> [Instructions to follow] Swap "strawberry" for "berry" in the rows starting at the line containing "pedestal, pixel coordinates, sample" and ending at the last of the rows. Give back only those lines, with everything else left as it is.

## START Given data

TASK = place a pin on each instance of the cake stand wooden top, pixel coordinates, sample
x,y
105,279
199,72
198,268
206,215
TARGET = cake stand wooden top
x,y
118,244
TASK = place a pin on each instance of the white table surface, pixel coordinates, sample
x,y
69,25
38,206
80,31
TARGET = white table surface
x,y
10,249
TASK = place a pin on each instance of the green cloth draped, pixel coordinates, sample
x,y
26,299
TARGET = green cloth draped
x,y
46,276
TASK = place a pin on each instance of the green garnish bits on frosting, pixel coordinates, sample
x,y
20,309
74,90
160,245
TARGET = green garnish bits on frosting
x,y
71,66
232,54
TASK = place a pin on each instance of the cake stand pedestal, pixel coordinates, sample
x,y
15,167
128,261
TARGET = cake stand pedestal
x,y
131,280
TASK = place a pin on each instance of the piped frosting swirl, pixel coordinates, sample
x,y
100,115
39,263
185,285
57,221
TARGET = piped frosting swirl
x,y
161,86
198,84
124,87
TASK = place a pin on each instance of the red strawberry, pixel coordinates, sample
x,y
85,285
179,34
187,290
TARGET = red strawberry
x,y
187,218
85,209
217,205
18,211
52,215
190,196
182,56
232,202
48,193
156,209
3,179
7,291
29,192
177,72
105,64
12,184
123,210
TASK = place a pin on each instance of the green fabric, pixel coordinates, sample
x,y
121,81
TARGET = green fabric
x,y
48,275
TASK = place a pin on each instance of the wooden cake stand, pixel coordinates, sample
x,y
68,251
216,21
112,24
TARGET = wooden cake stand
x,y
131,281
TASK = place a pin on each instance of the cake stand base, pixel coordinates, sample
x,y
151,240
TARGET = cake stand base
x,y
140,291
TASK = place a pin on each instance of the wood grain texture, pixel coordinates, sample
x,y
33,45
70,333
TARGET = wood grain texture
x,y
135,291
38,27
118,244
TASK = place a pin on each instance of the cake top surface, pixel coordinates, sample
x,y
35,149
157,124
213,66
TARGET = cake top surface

## END Given data

> [Worked solution]
TASK = place a pin on each instance of the cake stand pedestal, pixel coordinates, sample
x,y
15,167
128,261
TARGET = cake stand pedestal
x,y
131,280
TASK = place a pin on each instance of the piped frosting swirl, pixel coordinates, sample
x,y
100,115
39,263
185,285
57,221
TARGET = piped frosting swirl
x,y
161,86
198,84
124,87
TASK = place a pin on each instance of the red berry, pixel coordinates, sample
x,y
85,285
179,34
187,290
TARGET = red berry
x,y
187,218
85,209
217,205
18,211
52,215
190,196
182,56
232,202
48,193
156,209
3,179
7,291
29,192
177,72
105,64
12,184
123,210
TASK = place a pin on each instance of the green fabric, pixel coordinates, sample
x,y
121,81
TARGET = green fabric
x,y
48,275
TASK = place a pin on each instance of the wooden cake stand, pixel coordinates, sample
x,y
68,251
216,21
112,24
TARGET = wooden cake stand
x,y
131,281
TASK = place a pin on each instance of the cake stand base, pixel coordinates, sample
x,y
151,240
TARGET = cake stand base
x,y
140,291
TASK = place a pin on each instance of the wood grain texture, pixel coordinates, sample
x,y
33,45
70,333
TARGET = wood grain texture
x,y
135,291
38,27
118,244
TASK = place a pin on each instance of the cake top surface, pixel coordinates, sample
x,y
35,149
157,124
213,66
TARGET = cake top surface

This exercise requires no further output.